• _Problems to work on_
(1) Write out the part of the loach thread from "# Any small" up to and including "some small/dwarf loaches.".
(2) In the loach thread, how long does TBemba say it usually takes clown loaches to reach 5 inches?

• _Page text_

•••

# Any small colorful loaches that look like the clown loach?



## AquaNekoMobile (Feb 26, 2010)

I saw the Indian dwarf loach but wondering if there is any loach with the clown loach color pattern but in the ~3-5" size? I love the look of the clown loach but 100+ gal tanks....gah. Just trying to find some small/dwarf loaches.


----------



## Will (Jul 24, 2008)

The clown pattern is pretty unique. I really like dwarf chain loaches. botia sidthimunki


----------



## WiyRay (Jan 11, 2009)

Kuhli Loaches!


----------



## XbrandonX (Nov 22, 2007)

Clown Loaches are really slow growers.. and therefore are worth more when they are larger.. so if you bought 6 of em, then grew em out to 5 inches, you could then can sell them (for a decent return) and buy more and do it again..


----------



## TBemba (Jan 11, 2010)

Clowns get big 5 inches pretty fast depending on their condition and tank size. Usually takes only 2 years to get them to 5 inches and then it is about an inch a year. They shouldn't be kept if you don't have a large tank like 100 gallons plus. They have to be in schools best at lest 6. There is a definite pecking order and they can become very nocturnal and need to be feed after lights out. They need a hiding place where they as a group can live in.

•••

• _Data excerpts_
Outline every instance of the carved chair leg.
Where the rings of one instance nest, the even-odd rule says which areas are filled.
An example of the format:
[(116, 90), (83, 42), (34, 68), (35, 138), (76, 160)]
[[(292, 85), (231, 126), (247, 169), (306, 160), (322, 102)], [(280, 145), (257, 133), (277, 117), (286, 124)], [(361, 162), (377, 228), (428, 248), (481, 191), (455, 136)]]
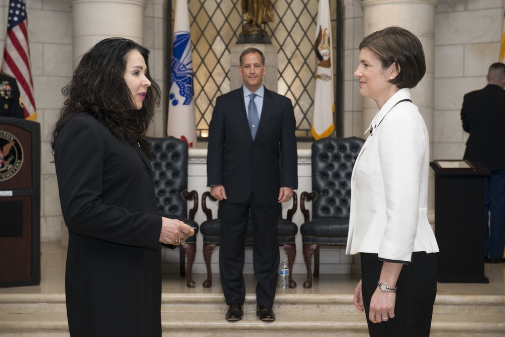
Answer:
[(186, 273), (186, 286), (188, 288), (194, 288), (196, 285), (194, 281), (191, 279), (191, 269), (193, 268), (193, 262), (194, 262), (194, 253), (196, 250), (196, 244), (194, 243), (184, 244), (182, 248), (186, 252), (188, 260), (187, 272)]
[(181, 276), (186, 276), (186, 254), (182, 246), (179, 246), (179, 269)]
[(314, 277), (319, 277), (319, 246), (314, 251)]
[(317, 245), (313, 244), (304, 244), (304, 257), (307, 265), (307, 280), (304, 282), (304, 288), (312, 287), (312, 255)]
[(212, 270), (211, 269), (211, 255), (217, 246), (216, 244), (204, 244), (204, 259), (207, 267), (207, 279), (204, 281), (204, 288), (212, 286)]
[(287, 263), (289, 268), (289, 287), (296, 288), (296, 282), (293, 280), (293, 263), (294, 262), (294, 257), (296, 255), (296, 245), (295, 244), (286, 244), (282, 245), (282, 248), (287, 253)]

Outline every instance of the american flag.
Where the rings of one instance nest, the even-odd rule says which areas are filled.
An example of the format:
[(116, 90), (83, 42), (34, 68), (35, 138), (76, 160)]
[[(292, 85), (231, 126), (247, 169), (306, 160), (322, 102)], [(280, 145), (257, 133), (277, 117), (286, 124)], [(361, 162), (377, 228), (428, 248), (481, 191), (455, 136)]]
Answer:
[(33, 82), (30, 70), (28, 19), (25, 0), (10, 0), (7, 35), (4, 49), (2, 71), (15, 77), (25, 108), (25, 118), (34, 120), (37, 110), (33, 99)]

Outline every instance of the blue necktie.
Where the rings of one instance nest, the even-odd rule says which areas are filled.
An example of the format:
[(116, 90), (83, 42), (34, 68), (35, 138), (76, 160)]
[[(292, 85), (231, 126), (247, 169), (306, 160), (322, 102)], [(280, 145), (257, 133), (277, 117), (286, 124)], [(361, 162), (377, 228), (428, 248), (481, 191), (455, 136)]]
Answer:
[(260, 124), (260, 117), (258, 115), (258, 108), (256, 107), (256, 104), (254, 103), (254, 98), (256, 97), (256, 93), (251, 93), (249, 95), (250, 101), (249, 101), (249, 107), (247, 110), (249, 111), (249, 127), (251, 129), (251, 135), (252, 136), (252, 140), (254, 140), (256, 136), (256, 131), (258, 131), (258, 125)]

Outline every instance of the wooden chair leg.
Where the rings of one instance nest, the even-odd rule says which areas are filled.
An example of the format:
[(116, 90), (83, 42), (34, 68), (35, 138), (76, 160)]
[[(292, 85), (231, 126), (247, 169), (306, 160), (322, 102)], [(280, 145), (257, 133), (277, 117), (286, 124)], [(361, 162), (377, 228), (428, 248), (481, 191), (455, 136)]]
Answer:
[(211, 269), (211, 255), (212, 251), (217, 246), (216, 244), (204, 244), (204, 259), (205, 260), (205, 265), (207, 267), (207, 279), (204, 281), (203, 284), (204, 288), (210, 288), (212, 286), (212, 270)]
[(304, 244), (304, 258), (307, 265), (307, 280), (304, 282), (304, 288), (312, 287), (312, 255), (317, 247), (317, 245)]
[(319, 277), (319, 246), (314, 251), (314, 277)]
[[(183, 249), (186, 252), (188, 260), (188, 269), (186, 273), (186, 286), (188, 288), (194, 288), (196, 285), (194, 281), (191, 279), (191, 269), (193, 268), (193, 262), (194, 262), (194, 253), (196, 250), (196, 244), (194, 243), (183, 244), (181, 245)], [(183, 251), (181, 250), (181, 252)], [(184, 265), (183, 264), (181, 265)]]
[(282, 245), (282, 248), (287, 253), (287, 263), (289, 268), (289, 287), (296, 288), (296, 282), (293, 280), (293, 263), (294, 262), (294, 257), (296, 255), (296, 245), (295, 244), (286, 244)]
[(181, 276), (186, 276), (186, 254), (182, 246), (179, 246), (179, 269)]

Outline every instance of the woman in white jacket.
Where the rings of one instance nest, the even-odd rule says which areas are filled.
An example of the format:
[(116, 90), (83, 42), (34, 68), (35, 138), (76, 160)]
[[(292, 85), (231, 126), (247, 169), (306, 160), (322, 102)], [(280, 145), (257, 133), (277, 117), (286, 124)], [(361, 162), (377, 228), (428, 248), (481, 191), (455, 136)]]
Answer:
[(426, 216), (428, 130), (410, 93), (426, 72), (424, 53), (397, 27), (367, 36), (360, 50), (360, 93), (379, 111), (351, 183), (346, 253), (360, 253), (362, 264), (354, 304), (371, 336), (429, 336), (438, 247)]

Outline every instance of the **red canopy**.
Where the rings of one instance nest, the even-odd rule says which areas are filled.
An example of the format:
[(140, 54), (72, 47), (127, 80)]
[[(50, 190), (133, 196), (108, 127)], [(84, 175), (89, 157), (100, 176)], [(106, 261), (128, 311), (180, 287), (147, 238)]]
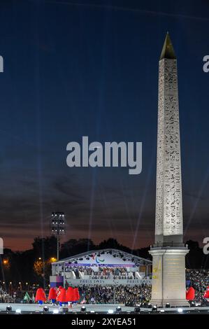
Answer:
[(42, 300), (42, 302), (46, 301), (45, 293), (43, 288), (38, 288), (36, 290), (35, 301)]
[(186, 292), (186, 299), (187, 300), (194, 300), (195, 296), (195, 290), (194, 288), (190, 287)]
[(78, 301), (80, 300), (80, 293), (79, 293), (79, 290), (78, 290), (78, 288), (74, 288), (74, 300), (75, 302)]
[(57, 298), (57, 291), (55, 288), (52, 287), (50, 289), (48, 300), (56, 300)]
[(66, 292), (66, 300), (68, 302), (74, 302), (74, 289), (69, 287)]
[(57, 298), (57, 302), (66, 302), (66, 292), (64, 288), (60, 289), (60, 293)]

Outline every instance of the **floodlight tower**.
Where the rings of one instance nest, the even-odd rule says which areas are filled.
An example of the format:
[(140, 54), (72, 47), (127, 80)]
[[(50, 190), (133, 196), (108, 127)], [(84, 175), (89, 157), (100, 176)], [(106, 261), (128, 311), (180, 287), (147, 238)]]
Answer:
[(57, 237), (57, 259), (59, 260), (60, 235), (66, 233), (64, 214), (59, 211), (52, 212), (50, 218), (51, 233)]

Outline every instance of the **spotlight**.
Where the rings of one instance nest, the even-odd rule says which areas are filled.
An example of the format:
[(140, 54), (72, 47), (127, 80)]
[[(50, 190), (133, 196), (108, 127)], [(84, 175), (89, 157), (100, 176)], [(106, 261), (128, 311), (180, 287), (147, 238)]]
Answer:
[(59, 307), (59, 312), (65, 314), (69, 312), (69, 309), (67, 307)]
[(48, 306), (44, 306), (43, 309), (43, 311), (44, 312), (49, 312), (49, 308)]
[(113, 314), (113, 313), (114, 313), (113, 309), (108, 309), (108, 314)]
[(117, 306), (116, 307), (115, 312), (122, 312), (122, 308), (120, 307), (120, 306)]
[(12, 312), (12, 307), (10, 307), (10, 305), (8, 305), (6, 307), (6, 311), (8, 312)]
[(139, 313), (140, 312), (140, 308), (139, 307), (135, 307), (134, 312), (135, 313)]
[(87, 309), (85, 306), (82, 306), (80, 309), (81, 312), (85, 312), (87, 311)]
[(59, 309), (53, 309), (53, 314), (58, 314), (58, 313), (59, 313)]

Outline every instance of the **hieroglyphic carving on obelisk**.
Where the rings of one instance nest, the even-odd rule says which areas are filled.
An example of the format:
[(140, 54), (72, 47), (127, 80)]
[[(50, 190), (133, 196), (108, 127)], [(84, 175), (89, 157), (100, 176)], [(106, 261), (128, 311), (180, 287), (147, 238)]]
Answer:
[(182, 241), (176, 57), (167, 34), (159, 66), (155, 243)]

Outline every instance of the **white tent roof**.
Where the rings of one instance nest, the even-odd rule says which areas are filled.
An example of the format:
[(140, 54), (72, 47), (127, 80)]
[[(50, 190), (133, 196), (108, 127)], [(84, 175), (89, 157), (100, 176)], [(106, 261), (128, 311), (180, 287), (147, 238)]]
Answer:
[(147, 259), (138, 257), (117, 249), (101, 249), (79, 253), (74, 256), (68, 257), (58, 262), (55, 262), (52, 265), (71, 264), (79, 265), (124, 265), (124, 266), (147, 265), (151, 265), (152, 261)]

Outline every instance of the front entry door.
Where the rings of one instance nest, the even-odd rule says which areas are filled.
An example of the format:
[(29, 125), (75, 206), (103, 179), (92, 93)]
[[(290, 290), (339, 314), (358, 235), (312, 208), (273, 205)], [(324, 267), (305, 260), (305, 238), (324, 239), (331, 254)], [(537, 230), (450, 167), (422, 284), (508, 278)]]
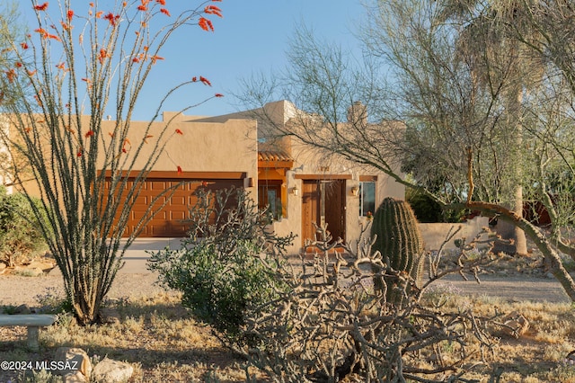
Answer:
[(332, 238), (345, 241), (345, 180), (304, 180), (302, 243), (315, 238), (314, 223), (327, 223)]

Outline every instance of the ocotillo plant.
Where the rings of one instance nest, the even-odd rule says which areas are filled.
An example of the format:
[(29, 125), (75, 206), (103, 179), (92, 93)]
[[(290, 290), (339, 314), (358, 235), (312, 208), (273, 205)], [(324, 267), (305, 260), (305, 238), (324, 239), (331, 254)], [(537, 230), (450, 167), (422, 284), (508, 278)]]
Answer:
[[(385, 199), (374, 215), (371, 235), (377, 236), (372, 250), (381, 253), (388, 268), (386, 274), (404, 272), (419, 283), (423, 270), (423, 240), (409, 203)], [(399, 283), (396, 275), (376, 277), (374, 281), (376, 291), (385, 293), (390, 303), (396, 304), (401, 302), (397, 296)]]

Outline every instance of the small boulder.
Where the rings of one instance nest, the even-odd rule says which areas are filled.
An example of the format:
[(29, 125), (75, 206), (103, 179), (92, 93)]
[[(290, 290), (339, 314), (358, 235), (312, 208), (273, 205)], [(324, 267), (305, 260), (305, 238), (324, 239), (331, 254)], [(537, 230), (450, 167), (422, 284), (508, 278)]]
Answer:
[[(85, 380), (90, 379), (92, 373), (92, 362), (86, 352), (80, 348), (74, 347), (58, 347), (56, 350), (54, 360), (58, 362), (58, 366), (64, 368), (58, 371), (58, 375), (70, 375), (69, 379), (75, 379), (72, 376), (80, 374), (84, 375)], [(66, 380), (68, 381), (68, 380)], [(69, 380), (70, 382), (75, 380)]]
[(125, 382), (134, 373), (134, 368), (128, 363), (104, 358), (92, 370), (92, 381), (98, 383)]
[(529, 322), (521, 314), (513, 311), (503, 317), (503, 333), (518, 338), (529, 329)]
[(62, 383), (86, 383), (88, 379), (80, 371), (70, 372), (62, 377)]

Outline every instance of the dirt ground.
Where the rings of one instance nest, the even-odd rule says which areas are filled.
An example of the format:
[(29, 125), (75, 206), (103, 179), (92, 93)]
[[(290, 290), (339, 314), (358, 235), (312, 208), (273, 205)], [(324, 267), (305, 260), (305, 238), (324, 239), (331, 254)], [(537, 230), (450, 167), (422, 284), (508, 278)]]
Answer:
[[(459, 275), (450, 275), (436, 281), (430, 289), (506, 301), (570, 301), (560, 283), (541, 268), (518, 271), (517, 266), (509, 266), (480, 275), (480, 280), (481, 283), (477, 283), (473, 278), (464, 281)], [(156, 274), (152, 272), (118, 274), (109, 298), (149, 297), (164, 291), (155, 284), (156, 281)], [(47, 294), (64, 296), (62, 277), (58, 273), (40, 277), (0, 275), (0, 306), (26, 304), (34, 307), (38, 305), (38, 297)]]

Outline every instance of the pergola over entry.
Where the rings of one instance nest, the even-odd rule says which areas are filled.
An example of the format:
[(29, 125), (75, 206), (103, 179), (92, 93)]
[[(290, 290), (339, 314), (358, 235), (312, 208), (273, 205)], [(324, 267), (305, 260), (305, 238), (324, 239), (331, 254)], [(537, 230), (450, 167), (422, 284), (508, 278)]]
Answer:
[[(231, 187), (243, 188), (245, 178), (245, 172), (152, 171), (143, 181), (142, 190), (129, 213), (123, 236), (128, 236), (137, 229), (140, 219), (151, 203), (154, 203), (155, 211), (162, 205), (164, 207), (143, 227), (139, 237), (186, 236), (189, 226), (184, 220), (188, 218), (190, 208), (196, 204), (195, 192), (198, 188), (214, 191)], [(135, 181), (135, 176), (128, 176), (128, 183)], [(110, 183), (107, 182), (106, 188), (109, 186)]]

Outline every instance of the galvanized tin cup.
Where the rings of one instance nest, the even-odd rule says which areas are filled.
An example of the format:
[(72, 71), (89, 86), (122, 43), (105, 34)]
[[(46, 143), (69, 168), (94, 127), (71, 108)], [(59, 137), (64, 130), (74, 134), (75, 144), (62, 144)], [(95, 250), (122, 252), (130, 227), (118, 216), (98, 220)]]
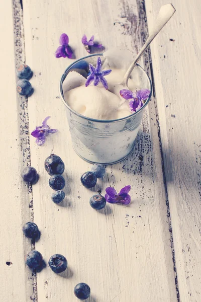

•••

• _Results_
(1)
# Any small colorful loaches that look like the clown loach?



## AquaNekoMobile (Feb 26, 2010)

I saw the Indian dwarf loach but wondering if there is any loach with the clown loach color pattern but in the ~3-5" size? I love the look of the clown loach but 100+ gal tanks....gah. Just trying to find some small/dwarf loaches.

(2) Usually only 2 years.